**SUPPLIED TEXT**
■ ■ ■ ■ ■ ■ ■
# change the baby



## Encolpius

Hello, I'd like to know if Catalan also uses the expression change the baby, just like "cambiar el bebé" or "changer le bébé". Thanks a lot. 

to change the baby = canviar el bebè  (???)


----------



## Dixie!

Si parlem de canviar els bolquers (que suposo que sí ), així és com ho dic jo. *Canviar el bebé* (tot i que crec que la paraula correcta és _nadó_).


----------



## Cracker Jack

Encolpius said:


> Hello, I'd like to know if Catalan also uses the expression change the baby, just like "cambiar el bebé" or "changer le bébé". Thanks a lot.
> 
> to change the baby = canviar el bebè (???)


 
Hi Encolpius. Do you mean to say change the baby's clothes/diaper/nappy?  I have never heard of an idiomatic expression ''change the baby.''


----------



## Encolpius

Cracker Jack said:


> Hi Encolpius. Do you mean to say change the baby's clothes/diaper/nappy? I have never heard of an idiomatic expression ''change the baby.''


 
Hello Cracker Jack again, maybe it sounds strange because it is rather a British expression. Or maybe you just need to have a baby & you will use this expression every day.  And what's more if you find a supermarket where they have Baby Changing Facilities, don't be so happy, you can trade your naugthy sprog for a better one.


----------



## Cracker Jack

So what does the expression mean?


----------



## Encolpius

change the baby = change his nappy


----------



## Cracker Jack

Encolpius said:


> change the baby = change his nappy


 
Ok. That sounds better. Thanks.


----------



## Encolpius

& there're also baby changers.


----------



## Cracker Jack

The only ones I see are rooms with drawings of babies and diapers.


----------
■ ■ ■ ■ ■ ■ ■
[Contour annotation records]
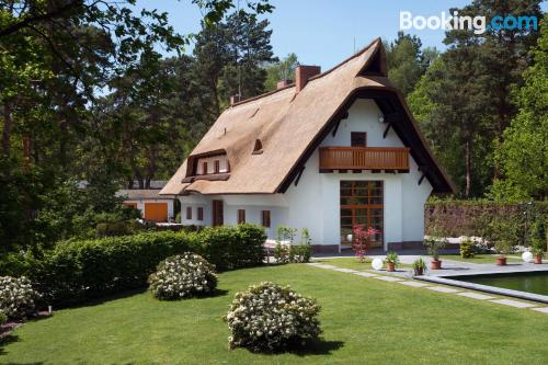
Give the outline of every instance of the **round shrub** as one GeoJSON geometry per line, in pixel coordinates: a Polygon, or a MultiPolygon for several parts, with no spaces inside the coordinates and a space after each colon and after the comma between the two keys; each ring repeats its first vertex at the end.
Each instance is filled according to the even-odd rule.
{"type": "Polygon", "coordinates": [[[26,277],[0,276],[0,311],[8,318],[24,318],[33,313],[38,298],[26,277]]]}
{"type": "Polygon", "coordinates": [[[236,294],[225,317],[231,332],[229,345],[271,352],[317,339],[321,333],[319,311],[316,300],[289,286],[270,282],[252,285],[236,294]]]}
{"type": "Polygon", "coordinates": [[[148,283],[155,297],[173,300],[212,292],[217,286],[217,275],[215,266],[202,256],[183,253],[160,262],[148,283]]]}

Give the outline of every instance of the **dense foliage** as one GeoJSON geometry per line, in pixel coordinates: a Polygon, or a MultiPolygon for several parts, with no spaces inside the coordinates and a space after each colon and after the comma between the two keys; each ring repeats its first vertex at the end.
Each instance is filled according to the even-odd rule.
{"type": "Polygon", "coordinates": [[[160,262],[148,283],[156,298],[173,300],[210,293],[217,286],[217,275],[202,256],[185,252],[160,262]]]}
{"type": "Polygon", "coordinates": [[[316,300],[265,282],[237,293],[226,316],[230,347],[277,351],[321,333],[316,300]]]}
{"type": "Polygon", "coordinates": [[[261,265],[264,239],[262,228],[240,225],[72,240],[39,256],[14,258],[22,262],[3,267],[30,277],[47,304],[69,304],[140,288],[160,261],[185,252],[206,258],[217,270],[261,265]]]}
{"type": "Polygon", "coordinates": [[[260,65],[275,58],[256,14],[269,1],[192,2],[204,11],[195,37],[136,0],[0,0],[0,252],[125,220],[123,181],[167,179],[228,95],[263,91],[260,65]]]}
{"type": "Polygon", "coordinates": [[[26,277],[0,276],[0,312],[11,319],[34,313],[39,295],[26,277]]]}
{"type": "MultiPolygon", "coordinates": [[[[512,14],[533,15],[540,20],[543,12],[539,4],[539,0],[473,0],[455,10],[458,10],[459,16],[481,14],[492,19],[494,15],[512,14]]],[[[429,67],[409,95],[410,109],[434,153],[459,187],[459,194],[466,197],[483,196],[496,179],[504,179],[506,174],[512,178],[513,173],[504,169],[506,163],[496,155],[502,141],[512,138],[512,133],[505,132],[511,121],[523,113],[520,110],[525,104],[516,100],[512,89],[523,87],[523,71],[532,61],[538,62],[538,57],[533,60],[528,52],[539,34],[530,28],[488,30],[483,34],[475,34],[471,30],[449,31],[444,41],[448,45],[447,50],[429,67]]],[[[541,78],[538,80],[543,82],[541,78]]],[[[537,89],[537,101],[546,94],[540,90],[537,89]]],[[[545,114],[546,111],[541,111],[539,115],[545,114]]],[[[524,116],[520,118],[523,124],[524,116]]],[[[535,122],[536,125],[539,123],[541,121],[535,122]]],[[[527,134],[540,130],[526,129],[527,134]]],[[[525,150],[538,148],[534,139],[522,138],[521,141],[527,144],[525,150]]],[[[540,156],[523,158],[535,164],[543,160],[540,156]]],[[[526,166],[522,167],[526,169],[526,166]]],[[[538,167],[533,175],[525,174],[529,178],[521,174],[522,179],[533,179],[538,184],[543,174],[536,171],[538,167]]],[[[546,181],[546,176],[544,179],[546,181]]],[[[513,194],[512,191],[510,193],[513,194]]],[[[534,194],[526,196],[541,197],[530,193],[534,194]]]]}
{"type": "Polygon", "coordinates": [[[548,198],[548,28],[540,27],[534,64],[516,91],[517,115],[504,130],[496,159],[503,179],[494,182],[494,198],[548,198]]]}
{"type": "Polygon", "coordinates": [[[295,241],[298,229],[281,225],[276,228],[277,240],[274,247],[276,263],[309,262],[312,256],[312,240],[307,228],[300,230],[300,241],[295,241]]]}
{"type": "Polygon", "coordinates": [[[496,225],[510,225],[506,230],[513,231],[513,246],[538,246],[546,249],[548,204],[488,199],[431,199],[426,204],[426,235],[436,236],[436,231],[441,231],[442,236],[447,237],[476,236],[494,239],[498,235],[496,225]]]}
{"type": "Polygon", "coordinates": [[[197,239],[197,253],[219,271],[256,266],[264,260],[266,235],[253,225],[205,228],[197,239]]]}

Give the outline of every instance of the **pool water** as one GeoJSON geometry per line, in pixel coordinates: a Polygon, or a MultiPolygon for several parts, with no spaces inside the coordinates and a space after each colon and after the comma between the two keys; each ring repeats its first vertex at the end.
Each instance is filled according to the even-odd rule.
{"type": "Polygon", "coordinates": [[[548,272],[470,275],[452,278],[505,289],[548,295],[548,272]]]}

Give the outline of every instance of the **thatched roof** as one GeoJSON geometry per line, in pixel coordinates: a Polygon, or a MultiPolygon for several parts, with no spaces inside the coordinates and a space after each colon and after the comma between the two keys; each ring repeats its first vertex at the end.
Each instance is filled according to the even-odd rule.
{"type": "Polygon", "coordinates": [[[378,93],[365,98],[374,98],[384,114],[399,113],[393,128],[411,148],[411,155],[434,191],[452,192],[449,179],[427,149],[403,98],[386,78],[385,50],[378,38],[331,70],[310,78],[298,93],[295,84],[290,84],[228,107],[160,194],[285,192],[313,149],[333,128],[335,119],[364,92],[378,93]],[[252,153],[256,139],[263,147],[260,155],[252,153]],[[187,171],[192,171],[186,164],[193,163],[193,156],[214,150],[226,151],[230,178],[183,182],[187,171]]]}

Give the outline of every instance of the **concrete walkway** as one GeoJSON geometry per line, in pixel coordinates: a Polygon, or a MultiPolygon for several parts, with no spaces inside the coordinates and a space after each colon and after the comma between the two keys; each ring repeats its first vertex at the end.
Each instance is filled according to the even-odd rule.
{"type": "MultiPolygon", "coordinates": [[[[461,297],[467,297],[467,298],[471,298],[471,299],[476,299],[476,300],[486,300],[489,303],[503,305],[503,306],[510,306],[510,307],[514,307],[514,308],[521,308],[521,309],[529,308],[529,309],[533,309],[535,311],[548,315],[548,307],[545,307],[540,304],[526,303],[526,301],[513,300],[513,299],[507,299],[507,298],[499,298],[499,297],[493,297],[493,296],[486,295],[486,294],[480,294],[478,292],[464,290],[460,287],[432,285],[432,284],[426,283],[426,282],[420,282],[420,281],[415,281],[415,280],[407,280],[404,277],[406,276],[404,274],[401,275],[401,272],[397,272],[395,275],[385,275],[386,272],[369,271],[369,270],[368,271],[357,271],[357,270],[352,270],[352,269],[338,267],[338,266],[329,265],[329,264],[322,264],[322,263],[318,263],[318,262],[310,262],[310,263],[308,263],[308,265],[313,266],[313,267],[318,267],[318,269],[322,269],[322,270],[336,271],[336,272],[345,273],[349,275],[356,275],[356,276],[361,276],[361,277],[364,277],[367,280],[369,280],[369,278],[380,280],[380,281],[390,282],[393,284],[406,285],[406,286],[412,287],[412,288],[429,289],[429,290],[443,293],[443,294],[458,295],[461,297]]],[[[477,265],[477,264],[470,264],[470,265],[477,265]]],[[[407,272],[404,272],[404,273],[407,273],[407,272]]]]}

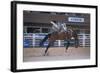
■ ■ ■ ■ ■ ■ ■
**PROBLEM 1**
Reproduce word for word the passage of the thread starting with "Hello Cracker Jack" and going on through "the expression mean?".
**PROBLEM 2**
Pick out every line of the rows that contains the string "colon".
The thread and the rows come from unrelated sources.

**RIGHT ANSWER 1**
Hello Cracker Jack again, maybe it sounds strange because it is rather a British expression. Or maybe you just need to have a baby & you will use this expression every day.  And what's more if you find a supermarket where they have Baby Changing Facilities, don't be so happy, you can trade your naugthy sprog for a better one.


----------



## Cracker Jack

So what does the expression mean?

**RIGHT ANSWER 2**
Give the outline of every instance of the **round shrub** as one GeoJSON geometry per line, in pixel coordinates: a Polygon, or a MultiPolygon for several parts, with no spaces inside the coordinates and a space after each colon and after the comma between the two keys; each ring repeats its first vertex at the end.
Give the outline of every instance of the **dense foliage** as one GeoJSON geometry per line, in pixel coordinates: a Polygon, or a MultiPolygon for several parts, with no spaces inside the coordinates and a space after each colon and after the comma between the two keys; each ring repeats its first vertex at the end.
Give the outline of every instance of the **pool water** as one GeoJSON geometry per line, in pixel coordinates: a Polygon, or a MultiPolygon for several parts, with no spaces inside the coordinates and a space after each colon and after the comma between the two keys; each ring repeats its first vertex at the end.
Give the outline of every instance of the **thatched roof** as one GeoJSON geometry per line, in pixel coordinates: a Polygon, or a MultiPolygon for several parts, with no spaces inside the coordinates and a space after each colon and after the comma between the two keys; each ring repeats its first vertex at the end.
Give the outline of every instance of the **concrete walkway** as one GeoJSON geometry per line, in pixel coordinates: a Polygon, or a MultiPolygon for several parts, with no spaces inside the coordinates and a space after each colon and after the comma between the two keys; each ring repeats its first vertex at the end.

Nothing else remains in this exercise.